>>>>
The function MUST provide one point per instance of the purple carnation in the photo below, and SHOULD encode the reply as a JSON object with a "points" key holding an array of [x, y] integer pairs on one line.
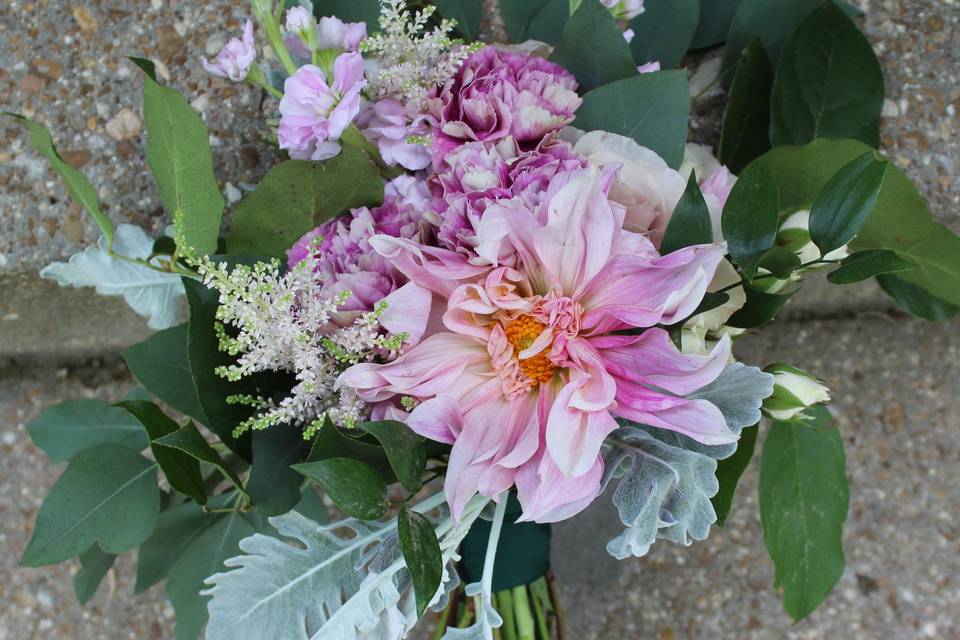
{"points": [[505, 98]]}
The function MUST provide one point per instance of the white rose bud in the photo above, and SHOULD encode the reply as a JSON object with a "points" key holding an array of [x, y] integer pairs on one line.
{"points": [[794, 390]]}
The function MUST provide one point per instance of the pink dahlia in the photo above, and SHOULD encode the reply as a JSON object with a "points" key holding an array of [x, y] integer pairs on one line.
{"points": [[315, 113], [506, 98], [532, 364]]}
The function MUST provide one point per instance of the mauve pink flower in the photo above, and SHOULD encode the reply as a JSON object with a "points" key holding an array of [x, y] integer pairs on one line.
{"points": [[235, 59], [532, 365], [505, 98], [389, 125], [314, 114]]}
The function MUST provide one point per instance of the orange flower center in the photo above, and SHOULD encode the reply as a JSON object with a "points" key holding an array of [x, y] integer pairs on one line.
{"points": [[521, 333]]}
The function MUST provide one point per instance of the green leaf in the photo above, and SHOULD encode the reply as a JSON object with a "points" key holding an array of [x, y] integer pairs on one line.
{"points": [[690, 223], [746, 121], [916, 300], [751, 217], [203, 557], [273, 486], [780, 262], [353, 486], [405, 449], [715, 19], [828, 84], [467, 13], [178, 150], [421, 551], [760, 308], [803, 505], [190, 441], [729, 471], [845, 202], [900, 220], [161, 364], [108, 494], [181, 470], [204, 357], [65, 429], [651, 108], [867, 264], [297, 196], [82, 192], [94, 564], [664, 31], [593, 49], [771, 21]]}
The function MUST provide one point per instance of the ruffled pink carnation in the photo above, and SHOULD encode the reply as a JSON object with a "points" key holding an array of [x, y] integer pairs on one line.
{"points": [[314, 114], [506, 98]]}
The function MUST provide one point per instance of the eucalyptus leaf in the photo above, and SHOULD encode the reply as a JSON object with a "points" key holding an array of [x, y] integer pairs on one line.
{"points": [[690, 222], [846, 201], [297, 196], [746, 121], [151, 293], [161, 364], [863, 265], [108, 494], [353, 486], [65, 429], [651, 108], [593, 49], [178, 150], [82, 192], [664, 31], [803, 504]]}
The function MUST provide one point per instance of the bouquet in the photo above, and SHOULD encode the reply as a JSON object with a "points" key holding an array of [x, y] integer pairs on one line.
{"points": [[486, 284]]}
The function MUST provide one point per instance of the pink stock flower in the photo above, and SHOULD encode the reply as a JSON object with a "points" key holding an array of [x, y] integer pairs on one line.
{"points": [[314, 114], [531, 365], [505, 98], [391, 128], [235, 59]]}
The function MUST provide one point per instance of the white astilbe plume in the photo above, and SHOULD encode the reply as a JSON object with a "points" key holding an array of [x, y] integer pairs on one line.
{"points": [[282, 324], [407, 60]]}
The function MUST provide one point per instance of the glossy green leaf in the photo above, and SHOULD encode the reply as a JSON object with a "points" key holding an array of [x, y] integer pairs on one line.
{"points": [[715, 19], [65, 429], [405, 450], [353, 486], [803, 504], [846, 201], [94, 565], [866, 264], [746, 121], [421, 551], [690, 223], [651, 108], [161, 364], [771, 21], [274, 487], [190, 441], [82, 192], [729, 471], [916, 300], [467, 13], [828, 84], [182, 470], [664, 31], [751, 217], [201, 558], [205, 356], [297, 196], [593, 49], [108, 494], [178, 150]]}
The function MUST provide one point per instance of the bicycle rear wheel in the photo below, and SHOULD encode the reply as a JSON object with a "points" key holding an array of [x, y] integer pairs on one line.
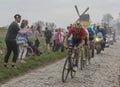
<<<<
*AIM:* Rewrite every row above as a JSON list of strings, with one string per line and no blank lines, and leave the pictures out of the answer.

*RESULT OF THIS EXERCISE:*
[
  "The function MUST provide one point per instance of the purple carnation in the photo below, and SHOULD encode the reply as a JSON object with a \"points\" key holding an array of [x, y] integer pairs on one line.",
  "{\"points\": [[505, 98]]}",
  "The function MUST provide one point per instance of the white rose bud in the photo above, and SHOULD encode the reply as a JSON object with a \"points\" key holding an array of [x, y] integer pairs on one line.",
  "{\"points\": [[794, 390]]}",
  "The function MUST provide one point per instance of the pink dahlia in the photo above, and SHOULD encode the reply as a JSON object with a \"points\" key holding an array of [x, y] integer pairs on one line.",
  "{\"points\": [[315, 113], [506, 98], [532, 364]]}",
  "The function MUST provide one point per instance of the mauve pink flower in the photo above, and SHOULD encode the reply as a JSON object with a \"points\" key holding an array of [x, y] integer pairs on one line.",
  "{\"points\": [[235, 59], [532, 365], [505, 98], [389, 125], [314, 114]]}",
  "The function MUST provide one point per instance of the orange flower center in the photo above, and SHOULD encode the reply as a JSON object with a \"points\" key holding an array of [x, y] integer pairs on one line.",
  "{\"points\": [[521, 333]]}",
  "The function MUST provide one point per instance of the green leaf in the photo above, and SHOULD encode the reply as a JSON object with a \"points\" key holding an array of [x, y] integer pairs on one line.",
  "{\"points\": [[690, 223], [746, 121], [916, 300], [751, 217], [203, 557], [273, 486], [780, 262], [353, 486], [405, 449], [715, 19], [828, 84], [467, 13], [178, 150], [421, 551], [760, 308], [803, 505], [190, 441], [729, 471], [845, 202], [900, 220], [161, 364], [108, 494], [181, 470], [204, 357], [65, 429], [651, 108], [867, 264], [297, 196], [82, 192], [94, 564], [664, 31], [593, 49], [771, 21]]}",
  "The function MUST provide one point per instance of the ruffled pink carnation in the photo above, and SHOULD encode the reply as a JSON object with a \"points\" key holding an array of [x, y] integer pairs on one line.",
  "{\"points\": [[314, 114], [506, 98]]}",
  "The function MUST provide one point per instance of the eucalyptus leaf in the photo above, and SHOULD encode the reply as a JSON object with a \"points\" key holding an array of [x, y] integer pairs on one line.",
  "{\"points\": [[690, 222], [846, 201], [297, 196], [746, 121], [151, 293], [161, 364], [863, 265], [108, 494], [353, 486], [65, 429], [651, 108], [593, 49], [178, 150], [82, 192], [664, 31], [803, 504]]}",
  "The function MUST provide one point per instance of the bouquet in the photo above, and SHOULD encode the reply as a JSON object with a \"points\" key holding an array of [x, y] integer pairs on one line.",
  "{\"points\": [[486, 284]]}",
  "The function MUST provide one point per instance of the pink stock flower in the photo above, and SHOULD encode the reply as a JSON object with a \"points\" key holding an array of [x, y] integer pairs on one line.",
  "{\"points\": [[314, 114], [531, 365], [505, 98], [391, 128], [235, 59]]}",
  "The function MUST provide one point per instance of the white astilbe plume in the photo above, and SHOULD encode the reply as a JSON object with a \"points\" key holding an array of [x, y] integer pairs on one line.",
  "{\"points\": [[282, 324], [407, 60]]}",
  "The function MUST provide one point per instance of the glossy green leaf in the photo above, and SHOULD encode the reply as a JSON object with a \"points\" key holding an array of [x, y] integer pairs on one line.",
  "{\"points\": [[715, 19], [65, 429], [405, 450], [353, 486], [803, 504], [846, 201], [94, 565], [866, 264], [746, 121], [421, 551], [690, 223], [651, 108], [161, 364], [771, 21], [274, 487], [190, 441], [82, 192], [729, 471], [916, 300], [467, 13], [828, 84], [182, 470], [664, 31], [751, 217], [201, 558], [205, 356], [297, 196], [593, 49], [108, 494], [178, 150]]}",
  "The function MUST provide one point per instance of the bicycle rear wheel in the photo below, and SHOULD encode the reply as a JSON object with a \"points\" key holding an array of [x, y] integer pairs on one line."
]